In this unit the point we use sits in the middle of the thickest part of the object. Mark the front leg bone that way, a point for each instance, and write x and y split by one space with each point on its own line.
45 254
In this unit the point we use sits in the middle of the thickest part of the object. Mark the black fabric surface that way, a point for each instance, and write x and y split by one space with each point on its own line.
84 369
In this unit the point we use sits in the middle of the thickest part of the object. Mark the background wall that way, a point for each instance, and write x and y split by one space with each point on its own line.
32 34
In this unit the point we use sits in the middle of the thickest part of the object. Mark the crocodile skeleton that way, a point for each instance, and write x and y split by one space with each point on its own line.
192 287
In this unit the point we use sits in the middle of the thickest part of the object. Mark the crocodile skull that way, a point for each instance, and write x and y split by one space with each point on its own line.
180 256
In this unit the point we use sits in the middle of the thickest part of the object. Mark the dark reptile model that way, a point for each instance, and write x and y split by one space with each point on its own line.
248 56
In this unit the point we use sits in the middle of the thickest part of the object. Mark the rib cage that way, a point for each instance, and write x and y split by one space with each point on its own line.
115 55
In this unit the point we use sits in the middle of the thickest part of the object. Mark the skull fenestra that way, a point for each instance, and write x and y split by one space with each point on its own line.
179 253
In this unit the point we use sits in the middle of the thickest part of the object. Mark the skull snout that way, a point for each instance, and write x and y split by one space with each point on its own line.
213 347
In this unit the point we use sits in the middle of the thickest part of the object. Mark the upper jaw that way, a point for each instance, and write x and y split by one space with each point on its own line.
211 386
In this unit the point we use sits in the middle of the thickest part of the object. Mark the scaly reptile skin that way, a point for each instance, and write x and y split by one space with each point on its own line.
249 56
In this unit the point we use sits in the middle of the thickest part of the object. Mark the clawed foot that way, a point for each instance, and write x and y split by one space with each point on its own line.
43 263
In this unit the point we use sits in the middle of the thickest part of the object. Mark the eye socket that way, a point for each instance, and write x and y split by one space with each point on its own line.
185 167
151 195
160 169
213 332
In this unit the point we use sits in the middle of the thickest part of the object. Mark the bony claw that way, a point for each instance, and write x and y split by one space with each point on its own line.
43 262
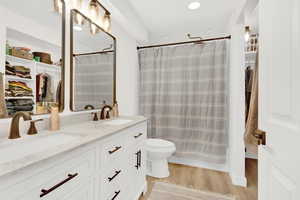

# Exercise requirements
Output the records verbatim without pictures.

# Result for this task
In this unit the point we use sits in the middle of the thickest part of the object. Mark the front leg bone that way, a point for each instance, and write x and y split by one space with each point on its own line.
45 254
In this unit the point we use sits in the middle of the thickest part of the object. Mark the black fabric surface that way, a point for each instance, and write x and y split by one space with each point on its own line.
84 369
In this unit the point we use sits in the middle of the thickest part of the object. Mark the background wall that way, a point for each instance, and write x and y split by one space with each point on its own line.
32 34
In this unit the point we use sits in the middle of the thickest part of the object. Mark the crocodile skeleton that way, a point for each instance, and write x and y split by one space with each point on its own line.
192 287
In this unit the point we use sits in the middle of the thickest part of the object. Mark the crocodile skull that way, a point for each instance, and write x and y split by one space with each point on its own line.
180 256
In this unit the point we use sits in the middle of the thickest part of the object. Mark the dark reptile model that way, a point for each instance, and write x and y split by one space with each point on its own line.
248 56
In this unit the point we use sits in the middle of the thickest part of the object. Mark the rib cage that way, a point for each instance, and write x and y split by one space with each point on its own line.
115 55
In this unit the point we use sits in the middle of the thickest part of the object. Mark the skull fenestra that way, a point for each instance, and write x and y split by one space with each point on its own line.
179 253
In this unit the point we use sits in the middle of the thickest part of the object. Mark the skull snout that way, a point for each instance, and write x and y split by one space with each point on its own line.
213 347
In this unit the point we use sits in the middle of the thickest part of the object. Mark the upper jaw that way, a point for each instance, and write x and y split by one space with each point on its own line.
211 386
In this unit the point we use sits in the middle of the thickest part of the object. Mark the scaly reptile skin that way, a point for each instance, and write x and y split by one space with each point on its own line.
249 56
In this unit the point we use sits in the middle of the thickest part of the object. Mark the clawed foot that way, a point for each instance, and write x and y split by one space with each point on its own line.
43 263
In this unit the point we use sits in the middle of the thickest part of the object. Mark the eye socket that way, a point for each instance, and write x and y split by one space with each point on its own line.
185 167
151 195
160 169
213 332
In this unit the point we use sits in the middle of the thickest part of the object. Mark the bony claw that way, a point for each instance, and write x and y split by one space with each point on its own line.
43 262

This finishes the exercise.